Document section
● ● ● ● ●
The defendant relies primarily on the case of People v Felder (132 Misc 2d 79 [Crim Ct, NY County 1986]), which, in turn, relies heavily on People v Anderson (127 Misc 2d 808 [Crim Ct, NY County 1985]). These cases hold that when a defendant is in custody at or after the time that a bench *187warrant is issued for his failure to appear in response to a desk appearance ticket, the time he is in custody is chargeable to the People because they have an obligation to effectuate his appearance in court. In opposing the motion, the People do not contest any of the facts set forth above. Rather, they contend that, even on these facts, the defendant’s motion should be denied on the authority of People v Cooper (142 Misc 2d 820 [Crim Ct, NY County 1989]), which held that, on a desk appearance ticket, time could not be charged to the People until the defendant personally appeared in court, even though he was incarcerated on the date the bench warrant was issued and for some seven months thereafter before being produced in court. The People overlooked the case of People v Parris (148 Misc 2d 347 [App Term, 1st Dept 1990]), which holds that delays engendered by the People’s lack of diligence in locating and producing an incarcerated defendant for arraignment are not relevant in the calculation of statutory speedy trial time when a defendant has failed to appear for arraignment on a desk appearance ticket. The Parris decision by the Appellate Term means that the Felder and Anderson decisions can no longer be relied on. On March 25, 1991, Judge Bellacosa granted leave to appeal to the Court of Appeals in Parris (77 NY2d 910) so there should be a definitive ruling on this issue by that court in the months ahead.
● ● ● ● ●
Dataset extract

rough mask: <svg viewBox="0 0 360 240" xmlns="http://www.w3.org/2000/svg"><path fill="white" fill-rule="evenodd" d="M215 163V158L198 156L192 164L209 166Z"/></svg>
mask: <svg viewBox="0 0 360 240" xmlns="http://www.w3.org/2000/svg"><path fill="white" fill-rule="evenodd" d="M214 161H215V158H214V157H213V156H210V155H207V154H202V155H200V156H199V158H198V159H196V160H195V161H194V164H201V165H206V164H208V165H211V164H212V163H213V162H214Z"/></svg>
● ● ● ● ●
Condense the paragraph of the speedy-trial passage that begins "The defendant relies primarily" into a brief bulleted list that keeps its main facts.

- The defendant relies mainly on People v Felder (1986), which draws heavily on People v Anderson (1985). Both hold that if a defendant is in custody when or after a bench warrant issues for missing a desk appearance ticket date, that custody time is charged to the People, who must secure his appearance.
- The People do not dispute the facts. They cite People v Cooper (1989), which held that on a desk appearance ticket no time is charged to the People until the defendant personally appears, even though he was jailed for about seven months after the warrant issued.
- The People overlooked People v Parris (App Term, 1st Dept 1990). It holds that delays from the People's lack of diligence in locating and producing a jailed defendant do not count toward statutory speedy trial time when he missed arraignment on a desk appearance ticket.
- Because of Parris, Felder and Anderson can no longer be relied on.
- On March 25, 1991, Judge Bellacosa granted leave to appeal Parris to the Court of Appeals, so a definitive ruling is expected in the coming months.